* **Source document**
━━━
It’s 1916 and I’m standing in the war torn streets of Dublin, Ireland. A thick cloud of misery clings to the greyish air, given form by lofty plumes of smoke that circle around. A torrent of gunfire and explosions deafen me as militia forces seek cover at a nearby wall. Standing beside me is William McNieve, a young fighter that will survive this historic conflict, a scramble for national independence dubbed the Easter Rising. I know that because it’s his recount of this bloody and oft-forgotten event that’s made this fascinating VR experience possible.
Easter Rising: Voice of a Rebel is what the piece is called, and it’s made in collaboration between the BBC and London-based Crossover Labs as well as being directed by Oscar Raby of VRTOV. If you have an Oculus Rift you can already try it out for yourself for free via the BBC Taster site, and I really recommend you do.
━━━
* **Problem description**
Reproduce the passage of the Easter Rising review between "It’s 1916 and" and "VR experience possible.", inclusive, word for word.

Point annotation dataset records
━━━
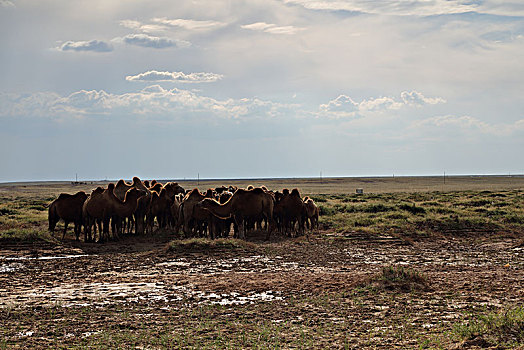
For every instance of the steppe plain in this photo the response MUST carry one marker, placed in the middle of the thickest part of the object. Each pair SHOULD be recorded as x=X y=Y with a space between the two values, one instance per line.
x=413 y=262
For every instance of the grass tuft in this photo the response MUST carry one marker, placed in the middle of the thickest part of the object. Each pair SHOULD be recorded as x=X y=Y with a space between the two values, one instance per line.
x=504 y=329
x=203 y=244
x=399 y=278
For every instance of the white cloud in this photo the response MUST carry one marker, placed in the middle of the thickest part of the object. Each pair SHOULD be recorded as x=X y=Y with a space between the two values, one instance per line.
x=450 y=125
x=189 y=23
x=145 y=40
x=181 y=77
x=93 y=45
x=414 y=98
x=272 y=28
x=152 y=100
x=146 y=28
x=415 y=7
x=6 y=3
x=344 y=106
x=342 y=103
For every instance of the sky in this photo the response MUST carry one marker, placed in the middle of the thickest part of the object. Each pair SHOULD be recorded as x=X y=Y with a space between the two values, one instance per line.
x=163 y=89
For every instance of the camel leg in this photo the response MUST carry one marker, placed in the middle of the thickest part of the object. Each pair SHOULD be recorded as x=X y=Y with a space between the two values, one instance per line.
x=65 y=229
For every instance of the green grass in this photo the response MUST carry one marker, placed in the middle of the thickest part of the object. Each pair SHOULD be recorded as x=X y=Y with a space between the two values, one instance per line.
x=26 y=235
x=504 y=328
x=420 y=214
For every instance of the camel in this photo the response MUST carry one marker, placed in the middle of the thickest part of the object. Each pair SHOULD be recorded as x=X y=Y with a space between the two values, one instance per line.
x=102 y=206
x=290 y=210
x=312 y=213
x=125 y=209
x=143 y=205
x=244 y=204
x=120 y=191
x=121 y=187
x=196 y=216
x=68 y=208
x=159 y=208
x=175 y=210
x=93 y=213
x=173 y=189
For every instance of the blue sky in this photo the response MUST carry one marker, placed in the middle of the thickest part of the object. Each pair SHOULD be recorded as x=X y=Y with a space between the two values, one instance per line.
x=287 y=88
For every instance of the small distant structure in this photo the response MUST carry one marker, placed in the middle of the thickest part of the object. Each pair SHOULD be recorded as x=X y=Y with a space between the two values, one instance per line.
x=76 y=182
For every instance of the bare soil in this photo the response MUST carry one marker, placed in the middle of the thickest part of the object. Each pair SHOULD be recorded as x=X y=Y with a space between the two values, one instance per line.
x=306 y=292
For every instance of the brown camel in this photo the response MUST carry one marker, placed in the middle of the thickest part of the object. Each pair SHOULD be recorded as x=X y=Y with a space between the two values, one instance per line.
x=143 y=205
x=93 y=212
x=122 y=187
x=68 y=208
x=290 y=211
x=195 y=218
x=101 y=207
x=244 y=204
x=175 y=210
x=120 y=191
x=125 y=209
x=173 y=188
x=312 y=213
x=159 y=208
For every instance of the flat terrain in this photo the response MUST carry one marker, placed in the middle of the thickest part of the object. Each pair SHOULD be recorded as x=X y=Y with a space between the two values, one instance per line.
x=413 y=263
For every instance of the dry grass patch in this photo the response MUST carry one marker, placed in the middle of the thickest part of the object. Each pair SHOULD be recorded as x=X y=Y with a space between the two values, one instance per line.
━━━
* **Response to the exercise**
It’s 1916 and I’m standing in the war torn streets of Dublin, Ireland. A thick cloud of misery clings to the greyish air, given form by lofty plumes of smoke that circle around. A torrent of gunfire and explosions deafen me as militia forces seek cover at a nearby wall. Standing beside me is William McNieve, a young fighter that will survive this historic conflict, a scramble for national independence dubbed the Easter Rising. I know that because it’s his recount of this bloody and oft-forgotten event that’s made this fascinating VR experience possible.